[Opening DATA FOR ANALYSIS section]

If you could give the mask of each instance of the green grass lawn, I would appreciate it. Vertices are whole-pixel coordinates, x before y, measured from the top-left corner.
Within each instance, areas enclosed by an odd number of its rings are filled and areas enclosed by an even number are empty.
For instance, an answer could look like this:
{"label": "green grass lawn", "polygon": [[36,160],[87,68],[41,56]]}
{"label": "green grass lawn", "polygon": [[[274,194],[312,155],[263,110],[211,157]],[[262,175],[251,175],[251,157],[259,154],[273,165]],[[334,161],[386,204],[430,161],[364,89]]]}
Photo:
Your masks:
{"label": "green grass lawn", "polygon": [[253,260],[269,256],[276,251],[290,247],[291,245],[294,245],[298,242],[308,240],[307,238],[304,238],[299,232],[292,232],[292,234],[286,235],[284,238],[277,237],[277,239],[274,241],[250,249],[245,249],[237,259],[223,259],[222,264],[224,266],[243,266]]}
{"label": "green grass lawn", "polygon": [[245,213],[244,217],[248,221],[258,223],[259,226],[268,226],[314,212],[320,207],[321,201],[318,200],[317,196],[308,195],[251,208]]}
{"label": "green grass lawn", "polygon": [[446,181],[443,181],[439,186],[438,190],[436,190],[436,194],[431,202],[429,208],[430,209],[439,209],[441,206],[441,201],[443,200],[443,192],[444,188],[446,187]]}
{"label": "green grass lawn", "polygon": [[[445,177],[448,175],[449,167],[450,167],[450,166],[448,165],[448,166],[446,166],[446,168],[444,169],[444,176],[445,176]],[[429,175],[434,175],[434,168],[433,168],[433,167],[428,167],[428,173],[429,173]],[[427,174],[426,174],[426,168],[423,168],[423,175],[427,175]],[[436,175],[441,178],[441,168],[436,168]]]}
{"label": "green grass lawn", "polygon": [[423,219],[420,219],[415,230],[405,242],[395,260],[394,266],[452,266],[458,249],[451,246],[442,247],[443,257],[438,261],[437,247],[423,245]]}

[Closing DATA FOR ANALYSIS section]

- [ASSIGNED TASK]
The total of lines in the data that contain "could" is all you should give.

- [EXPECTED ANSWER]
2